• **DIRECTIVE 1**
Scale the coordinates in a span of the rows below. Start at the line containing "One point marks each instance of the wood grain" and continue through the end of the rows, including both ends. Reproduce every line, requests included, but multiply each coordinate in the answers by 1.9 and round to a whole number, with halves rounding up.

• **SELECTION**

I have accidentally used the syncpt_op().debug() version directly. I'll
fix that.

> Okay, so what you're sayingCan here is that a huge number of people haven't
> been wise in using the preprocessor for register definitions all these
> years. That's a pretty bold statement. Now I obviously haven't looked at
> every single line in the kernel, but I have never come across this usage
> for static inline functions used for this. So, to be honest, I don't
> think this is really up for discussion. Of course if you come up with an
> example where this is done in a similar way I could be persuaded
> otherwise.

We must've talked about a bit different things. For pure register defs,
I can accommodate changing to #defines. We'd lose the code coverage
analysis, though, but if the parentheses are a make-or-break question to
upstreaming, I can change.

I was thinking of definitions like this:

static inline u32 host1x_sync_cfpeek_ctrl_cfpeek_addr_f(u32 v)

• **AVAILABLE DATA**
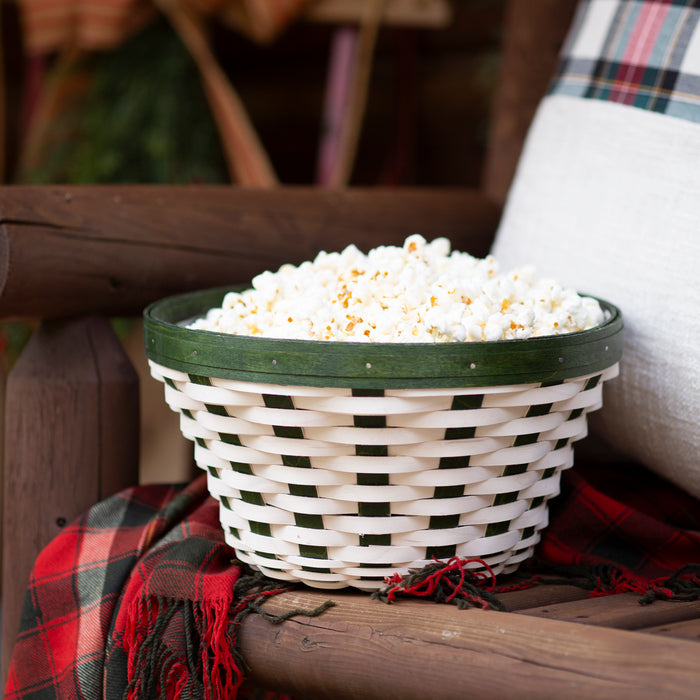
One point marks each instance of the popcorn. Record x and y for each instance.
(418, 293)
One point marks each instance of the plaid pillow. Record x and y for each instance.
(643, 54)
(606, 198)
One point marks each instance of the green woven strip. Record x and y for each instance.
(266, 555)
(369, 540)
(369, 421)
(459, 433)
(373, 479)
(260, 528)
(312, 521)
(528, 439)
(316, 569)
(252, 497)
(593, 382)
(296, 461)
(374, 510)
(465, 402)
(288, 431)
(199, 379)
(443, 522)
(453, 462)
(540, 409)
(241, 468)
(503, 498)
(446, 551)
(368, 392)
(216, 410)
(306, 490)
(372, 450)
(278, 401)
(311, 551)
(528, 532)
(494, 529)
(448, 491)
(230, 439)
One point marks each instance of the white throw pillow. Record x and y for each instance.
(606, 198)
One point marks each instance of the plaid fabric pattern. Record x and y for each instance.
(643, 53)
(623, 516)
(78, 583)
(96, 589)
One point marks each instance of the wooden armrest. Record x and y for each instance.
(412, 649)
(114, 249)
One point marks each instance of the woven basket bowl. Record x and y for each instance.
(339, 464)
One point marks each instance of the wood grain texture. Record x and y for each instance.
(114, 249)
(71, 439)
(414, 650)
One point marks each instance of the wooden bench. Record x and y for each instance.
(70, 257)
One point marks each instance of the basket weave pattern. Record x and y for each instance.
(342, 487)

• **DIRECTIVE 2**
In the kernel register-definition discussion, list in order each word of the function declaration on the final line, treating parentheses as separators.

• **EXPECTED OUTPUT 1**
One point marks each instance of the wood grain texture. Record x and y for each instance.
(217, 473)
(135, 834)
(787, 1235)
One point marks each instance of the wooden bench. Record x and y for each instance.
(133, 488)
One point marks each instance of the basket weave pattern. Record x and y for each instance.
(650, 925)

• **EXPECTED OUTPUT 2**
static
inline
u32
host1x_sync_cfpeek_ctrl_cfpeek_addr_f
u32
v